>> Begin
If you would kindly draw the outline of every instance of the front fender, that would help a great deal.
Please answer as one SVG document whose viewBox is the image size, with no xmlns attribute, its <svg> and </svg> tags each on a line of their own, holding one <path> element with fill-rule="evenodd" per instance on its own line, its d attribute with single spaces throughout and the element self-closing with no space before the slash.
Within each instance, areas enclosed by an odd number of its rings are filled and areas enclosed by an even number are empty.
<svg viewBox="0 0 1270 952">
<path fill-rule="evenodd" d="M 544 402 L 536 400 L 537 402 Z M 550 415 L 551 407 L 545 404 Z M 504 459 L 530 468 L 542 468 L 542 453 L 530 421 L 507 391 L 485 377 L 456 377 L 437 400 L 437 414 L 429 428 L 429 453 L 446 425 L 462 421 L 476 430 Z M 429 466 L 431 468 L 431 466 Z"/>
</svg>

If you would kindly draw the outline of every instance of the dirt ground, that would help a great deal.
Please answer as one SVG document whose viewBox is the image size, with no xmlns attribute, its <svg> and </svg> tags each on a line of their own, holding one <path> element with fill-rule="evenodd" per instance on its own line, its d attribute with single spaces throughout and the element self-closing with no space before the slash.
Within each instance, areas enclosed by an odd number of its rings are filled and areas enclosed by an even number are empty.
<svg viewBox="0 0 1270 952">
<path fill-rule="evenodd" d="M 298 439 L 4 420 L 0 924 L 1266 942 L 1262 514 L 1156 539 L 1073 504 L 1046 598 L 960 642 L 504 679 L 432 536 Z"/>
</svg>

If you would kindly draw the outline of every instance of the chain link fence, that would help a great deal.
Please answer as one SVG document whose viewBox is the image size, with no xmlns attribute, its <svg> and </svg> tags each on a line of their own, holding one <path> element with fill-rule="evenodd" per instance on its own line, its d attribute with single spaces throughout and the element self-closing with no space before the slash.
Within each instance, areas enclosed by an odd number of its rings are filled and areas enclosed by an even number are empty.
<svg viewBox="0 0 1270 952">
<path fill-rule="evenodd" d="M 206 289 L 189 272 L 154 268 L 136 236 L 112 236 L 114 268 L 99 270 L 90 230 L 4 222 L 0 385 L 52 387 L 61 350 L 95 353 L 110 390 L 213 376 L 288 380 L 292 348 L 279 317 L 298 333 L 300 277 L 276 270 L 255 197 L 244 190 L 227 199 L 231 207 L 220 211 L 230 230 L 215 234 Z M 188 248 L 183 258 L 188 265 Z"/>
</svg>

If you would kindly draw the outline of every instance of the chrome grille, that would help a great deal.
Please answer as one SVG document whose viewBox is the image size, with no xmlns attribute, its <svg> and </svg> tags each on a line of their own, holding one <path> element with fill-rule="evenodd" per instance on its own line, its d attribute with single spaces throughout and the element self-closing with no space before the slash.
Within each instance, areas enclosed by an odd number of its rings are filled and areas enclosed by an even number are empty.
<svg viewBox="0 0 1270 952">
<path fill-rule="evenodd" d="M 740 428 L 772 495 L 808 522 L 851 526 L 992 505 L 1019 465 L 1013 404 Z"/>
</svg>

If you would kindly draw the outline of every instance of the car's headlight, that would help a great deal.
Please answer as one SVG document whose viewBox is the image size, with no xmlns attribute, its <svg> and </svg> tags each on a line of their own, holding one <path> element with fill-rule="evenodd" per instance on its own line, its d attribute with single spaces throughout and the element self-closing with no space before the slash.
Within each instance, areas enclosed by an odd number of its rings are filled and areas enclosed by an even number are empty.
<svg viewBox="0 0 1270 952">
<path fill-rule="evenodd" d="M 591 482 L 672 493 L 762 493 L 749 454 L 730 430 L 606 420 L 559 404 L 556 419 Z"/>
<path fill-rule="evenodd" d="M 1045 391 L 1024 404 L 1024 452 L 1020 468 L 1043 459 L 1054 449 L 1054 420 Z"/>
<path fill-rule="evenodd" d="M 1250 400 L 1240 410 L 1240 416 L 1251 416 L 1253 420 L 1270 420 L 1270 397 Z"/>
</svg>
>> End
Copy out every entry again, exactly as it was given.

**Answer to the task**.
If you would kindly draw the outline of every instance of the front fender, that would help a great deal.
Please answer as one SVG document whose viewBox is the image size, with no xmlns attribute, its <svg> and </svg> tags each on a line of their own, holding one <path> element with fill-rule="evenodd" per instance on its own line, its d attribute with single spaces throughout and the element self-closing with no space before the slash.
Within each instance, areas enclosed by an odd number of its rings are filled and areas enclosed by an even number are empty.
<svg viewBox="0 0 1270 952">
<path fill-rule="evenodd" d="M 544 402 L 536 400 L 537 402 Z M 550 415 L 551 407 L 545 404 Z M 504 459 L 530 468 L 542 468 L 542 453 L 530 421 L 507 391 L 485 377 L 456 377 L 437 400 L 437 414 L 429 428 L 429 453 L 446 425 L 462 421 L 476 430 Z M 429 466 L 431 468 L 431 466 Z"/>
</svg>

If you would kindly draw the outline of every instance of the dirt ground, that would help a great deal.
Please answer as one SVG document whose viewBox is the image size, with no xmlns attribute, its <svg> and </svg> tags each on a line of their own, holding one <path> element with fill-rule="evenodd" per instance on its own line, its d attribute with single spaces throughout and the element self-closing with no space before the slash.
Within each instance, areas enclosed by an odd number of its rings are filled and areas enclosed by an even number are empty.
<svg viewBox="0 0 1270 952">
<path fill-rule="evenodd" d="M 298 439 L 4 420 L 0 924 L 1266 942 L 1262 514 L 1156 539 L 1073 504 L 1046 598 L 960 642 L 504 679 L 432 536 Z"/>
</svg>

If you would kindly draw the outline of every instance of the chain link fence, that would help a great deal.
Please answer as one SVG document whose viewBox is the image size, with no xmlns attribute, its <svg> and </svg> tags each on a line of their own, holding one <path> element with fill-rule="evenodd" per instance on its own line, its d attribute with single spaces throughout and the element self-closing with no space before the slash.
Within each instance, areas enclosed by an odd number of its rings are filled and areas enclosed by an even number are empty.
<svg viewBox="0 0 1270 952">
<path fill-rule="evenodd" d="M 206 289 L 189 272 L 154 268 L 136 236 L 112 236 L 114 268 L 99 270 L 90 230 L 4 222 L 0 385 L 52 387 L 61 350 L 95 353 L 110 390 L 213 376 L 288 380 L 292 348 L 279 317 L 298 333 L 300 277 L 276 270 L 255 197 L 244 190 L 227 199 L 231 207 L 220 211 L 230 230 L 215 234 Z M 188 248 L 183 258 L 188 265 Z"/>
</svg>

If you would kindly draw the outline of every instance of the chrome grille, that would help a great deal.
Please answer as one SVG document whose viewBox is the image size, with no xmlns attribute, its <svg> and </svg> tags each on a line of their own, holding one <path> element with fill-rule="evenodd" per instance on its own line, its d attribute with single spaces throughout and the element self-closing with no space before the slash.
Within each instance, areas enclosed by an odd number of its rings are filled and areas enclosed by an even number are empty.
<svg viewBox="0 0 1270 952">
<path fill-rule="evenodd" d="M 740 428 L 772 495 L 808 522 L 851 526 L 992 505 L 1019 465 L 1013 404 Z"/>
</svg>

If you would kindly draw the outline of every instance of the car's headlight, that would help a great deal.
Please answer as one SVG document whose viewBox is the image size, with no xmlns attribute, its <svg> and </svg> tags each on a line of their own, holding one <path> element with fill-rule="evenodd" per instance on its own line, its d attribute with single spaces throughout and the element self-closing with no space before the slash.
Within each instance, areas enclosed by an odd number of its rings are filled and areas enclosed by an even number are empty.
<svg viewBox="0 0 1270 952">
<path fill-rule="evenodd" d="M 591 482 L 672 493 L 762 493 L 749 454 L 730 430 L 606 420 L 559 404 L 556 419 Z"/>
<path fill-rule="evenodd" d="M 1045 391 L 1024 404 L 1024 452 L 1020 468 L 1043 459 L 1054 449 L 1054 420 Z"/>
<path fill-rule="evenodd" d="M 1250 400 L 1240 410 L 1240 416 L 1251 416 L 1253 420 L 1270 420 L 1270 397 Z"/>
</svg>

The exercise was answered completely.